**Fragmento**
Como conviene fijar la atención sobre hechos que hasta ahora han sido mal comprendidos y mal explicados, vamos a hacer conocer un documento inédito y de carácter confidencial, en el que se desenvuelven ideas enteramente análogas a las del Manifiesto de Lastra, y que contribuirá a que se forme un juicio exacto acerca, tanto de la situación del país como de los designios del Gobierno patriota.

«El interés que usted toma por las cosas de su patria, decía don Antonio José de Irisarri al general O'Higgins en carta fecha 30 de mayo de 1814, no me permitirá jamás ser omiso en comunicarle todo aquello que contribuya a su bien, y en que puede estribar la felicidad sólida de esta madre común. Las capitulaciones que hemos celebrado con Gaínza, al paso que pueden sernos muy útiles, están en mucho riesgo también de llevarnos al último extremo de desgracia. Aquí hay algunos hombres, de aquellos que están demás en todas partes, que no gustando de lo hecho, tratan de formar conspiraciones para sacar del medio de la anarquía la ventaja que les niega su mérito. Estos son los que esparcen ideas sediciosas de descontento contra el Gobierno, y de afición a los tumultos populares, en donde sólo se dejan oír, las más veces, las voces del interés personal de una familia o de un individuo. Estos no tienen otro estudio que el de desacreditar las providencias del Gobierno, torciéndoles el sentido que debe dárseles para prevenir los ánimos a la revolución. Así ha sucedido aquí con la orden del supremo director para que se trajese por los militares la cucarda española. Esta providencia utilísima, sin la cual no podían confiar los enemigos en nuestros tratados, y con la cual nos ponemos del todo a cubierto de las asechanzas de los sarracenos que hostigan a Gaínza infundiéndole temores de nuestra parte, es uno de los fundamentos en que cuatro revoltosos quieren sostener la rebelión. ¡Pobre Chile, si ellos consiguiesen sus intentos! En un tiempo en que se necesita tanta prudencia, el menor descuido es el origen de una desgracia irreparable.

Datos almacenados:
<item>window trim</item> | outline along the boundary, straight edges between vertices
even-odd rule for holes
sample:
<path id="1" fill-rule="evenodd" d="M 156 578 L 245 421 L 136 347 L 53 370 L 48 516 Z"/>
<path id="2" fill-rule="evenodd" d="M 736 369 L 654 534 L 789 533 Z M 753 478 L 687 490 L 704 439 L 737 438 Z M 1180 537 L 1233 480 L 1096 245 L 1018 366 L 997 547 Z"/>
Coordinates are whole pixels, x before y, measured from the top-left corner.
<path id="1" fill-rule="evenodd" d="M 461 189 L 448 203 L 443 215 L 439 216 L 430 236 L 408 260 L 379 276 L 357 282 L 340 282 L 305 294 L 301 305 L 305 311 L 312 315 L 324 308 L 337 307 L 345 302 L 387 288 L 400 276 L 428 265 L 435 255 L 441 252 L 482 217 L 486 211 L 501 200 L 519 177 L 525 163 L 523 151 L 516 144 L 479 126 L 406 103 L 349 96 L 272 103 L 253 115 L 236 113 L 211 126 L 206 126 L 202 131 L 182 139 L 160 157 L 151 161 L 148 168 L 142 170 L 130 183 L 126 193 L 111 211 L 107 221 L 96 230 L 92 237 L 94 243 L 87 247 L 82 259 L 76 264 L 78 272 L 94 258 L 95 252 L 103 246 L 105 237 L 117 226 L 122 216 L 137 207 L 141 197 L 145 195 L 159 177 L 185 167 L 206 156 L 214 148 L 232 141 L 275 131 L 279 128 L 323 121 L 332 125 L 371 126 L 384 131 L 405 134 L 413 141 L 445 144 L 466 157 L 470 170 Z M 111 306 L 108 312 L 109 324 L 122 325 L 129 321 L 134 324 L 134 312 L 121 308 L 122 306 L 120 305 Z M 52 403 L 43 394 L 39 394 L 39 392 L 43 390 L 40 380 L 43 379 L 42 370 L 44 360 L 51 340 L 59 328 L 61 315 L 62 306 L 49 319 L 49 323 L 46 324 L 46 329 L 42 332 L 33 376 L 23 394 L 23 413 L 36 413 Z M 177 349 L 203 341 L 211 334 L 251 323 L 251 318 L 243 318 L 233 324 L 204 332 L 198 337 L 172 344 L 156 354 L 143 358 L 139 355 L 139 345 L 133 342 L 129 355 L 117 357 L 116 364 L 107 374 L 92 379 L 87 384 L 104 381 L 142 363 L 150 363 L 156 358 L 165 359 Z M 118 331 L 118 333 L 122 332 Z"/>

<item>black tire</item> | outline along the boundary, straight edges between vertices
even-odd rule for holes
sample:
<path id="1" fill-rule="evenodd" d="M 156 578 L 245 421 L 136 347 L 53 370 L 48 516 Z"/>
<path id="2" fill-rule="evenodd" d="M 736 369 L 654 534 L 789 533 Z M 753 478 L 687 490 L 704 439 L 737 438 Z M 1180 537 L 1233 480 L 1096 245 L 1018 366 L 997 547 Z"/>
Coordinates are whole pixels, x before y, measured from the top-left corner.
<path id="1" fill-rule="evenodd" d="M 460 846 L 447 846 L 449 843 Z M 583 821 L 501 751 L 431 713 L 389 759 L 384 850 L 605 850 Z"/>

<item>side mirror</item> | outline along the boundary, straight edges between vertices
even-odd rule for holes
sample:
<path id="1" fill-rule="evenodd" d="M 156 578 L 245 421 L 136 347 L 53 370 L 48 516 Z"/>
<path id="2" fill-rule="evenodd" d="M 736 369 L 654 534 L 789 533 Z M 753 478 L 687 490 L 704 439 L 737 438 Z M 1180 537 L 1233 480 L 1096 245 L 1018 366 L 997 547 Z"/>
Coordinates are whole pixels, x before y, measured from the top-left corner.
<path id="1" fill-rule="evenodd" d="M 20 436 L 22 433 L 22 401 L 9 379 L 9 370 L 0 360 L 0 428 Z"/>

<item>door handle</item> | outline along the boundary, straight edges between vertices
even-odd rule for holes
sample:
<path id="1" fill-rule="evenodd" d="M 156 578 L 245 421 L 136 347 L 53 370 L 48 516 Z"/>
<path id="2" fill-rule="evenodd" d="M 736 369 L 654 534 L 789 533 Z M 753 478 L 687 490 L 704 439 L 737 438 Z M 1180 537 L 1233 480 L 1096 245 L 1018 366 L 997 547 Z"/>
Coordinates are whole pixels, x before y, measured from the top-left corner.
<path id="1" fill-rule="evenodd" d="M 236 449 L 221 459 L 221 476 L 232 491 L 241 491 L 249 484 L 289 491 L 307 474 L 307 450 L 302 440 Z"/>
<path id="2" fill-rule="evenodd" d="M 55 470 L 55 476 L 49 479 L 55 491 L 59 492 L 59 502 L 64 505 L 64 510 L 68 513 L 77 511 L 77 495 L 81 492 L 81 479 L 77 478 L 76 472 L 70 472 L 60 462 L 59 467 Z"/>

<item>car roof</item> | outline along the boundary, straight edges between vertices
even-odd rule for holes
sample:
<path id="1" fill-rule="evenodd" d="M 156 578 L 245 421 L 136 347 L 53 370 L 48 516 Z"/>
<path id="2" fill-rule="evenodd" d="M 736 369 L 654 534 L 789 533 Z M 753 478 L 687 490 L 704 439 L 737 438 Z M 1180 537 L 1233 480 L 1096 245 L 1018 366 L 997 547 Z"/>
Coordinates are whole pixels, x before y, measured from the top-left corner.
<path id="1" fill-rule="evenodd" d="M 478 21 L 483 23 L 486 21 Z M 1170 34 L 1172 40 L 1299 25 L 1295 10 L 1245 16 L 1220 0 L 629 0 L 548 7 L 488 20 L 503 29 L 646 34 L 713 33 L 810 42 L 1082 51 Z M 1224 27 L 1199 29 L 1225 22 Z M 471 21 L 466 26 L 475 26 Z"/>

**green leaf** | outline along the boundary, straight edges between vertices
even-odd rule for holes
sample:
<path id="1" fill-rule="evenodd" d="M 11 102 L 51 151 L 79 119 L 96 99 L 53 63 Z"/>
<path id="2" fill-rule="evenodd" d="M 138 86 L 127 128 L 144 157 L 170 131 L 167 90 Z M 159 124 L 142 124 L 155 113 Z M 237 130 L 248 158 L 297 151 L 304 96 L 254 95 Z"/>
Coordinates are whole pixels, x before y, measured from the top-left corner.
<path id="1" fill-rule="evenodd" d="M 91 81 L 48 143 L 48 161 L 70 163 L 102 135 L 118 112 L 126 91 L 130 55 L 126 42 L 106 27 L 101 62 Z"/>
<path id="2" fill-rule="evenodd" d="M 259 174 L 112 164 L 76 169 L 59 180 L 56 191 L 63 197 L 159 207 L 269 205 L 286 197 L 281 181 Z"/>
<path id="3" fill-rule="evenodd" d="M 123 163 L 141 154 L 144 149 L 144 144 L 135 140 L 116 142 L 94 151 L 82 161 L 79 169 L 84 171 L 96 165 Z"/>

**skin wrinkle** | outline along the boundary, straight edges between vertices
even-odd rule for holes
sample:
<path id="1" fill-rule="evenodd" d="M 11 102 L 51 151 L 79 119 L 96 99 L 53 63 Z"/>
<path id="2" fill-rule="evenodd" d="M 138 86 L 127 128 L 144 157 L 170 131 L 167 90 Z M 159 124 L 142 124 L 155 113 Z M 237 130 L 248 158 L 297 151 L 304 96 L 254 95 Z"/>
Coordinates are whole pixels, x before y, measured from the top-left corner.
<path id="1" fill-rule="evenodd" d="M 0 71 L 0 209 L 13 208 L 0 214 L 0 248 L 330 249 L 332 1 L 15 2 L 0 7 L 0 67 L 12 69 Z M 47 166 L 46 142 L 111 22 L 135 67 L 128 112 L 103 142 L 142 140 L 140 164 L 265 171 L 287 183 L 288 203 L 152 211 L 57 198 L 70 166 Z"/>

**Tarea**
Prosigue el fragmento sobre la carta de Irisarri a O'Higgins a partir de su última oración.

**Respuesta esperada**
Aquí estamos tratando de establecer un Gobierno sin los vicios que han tenido todos los anteriores, y aun el mismo presente. Hasta hoy los Gobiernos han sido la obra del desenfreno militar, o de la sorpresa de una parte del pueblo. Ningún gobernante ha podido tener la satisfacción de decir con fundamento que tuvo la opinión general, porque ésta jamás ha sido examinada. Hoy nos proponemos corregir estos abusos, y dar una forma al sistema que merezca la aprobación de los hombres sensatos. Se trata de reunir un Congreso de diputados elegidos a satisfacción de los pueblos, sin ninguno de aquellos embarazos que se han opuesto a la libertad anteriormente. Estos diputados nombrarán los que deben ir a España en virtud de los tratados, harán las instrucciones y comprometerán de un modo legítimo a todo el Estado para que jamás ningún partido o facción pueda sorprender al pueblo con recelos de que hubo falta de autoridad. Estos mismos diputados reglarán el Gobierno interior que previenen los tratados con Gaínza, y elegirán los gobernantes que sean de la aceptación general. Entonces tendrá Chile la satisfacción de ser regido por la voluntad general, y pondrá un muro a la sedición y a la intriga. Entonces habrá verdadera libertad, igualdad, orden y gobierno. Nosotros habremos tenido la gloria de dejar el mando en manos seguras y legitimas, poniendo la primera piedra al cimiento de la felicidad de Chile y suspendiendo el curso de las pasadas desgracias.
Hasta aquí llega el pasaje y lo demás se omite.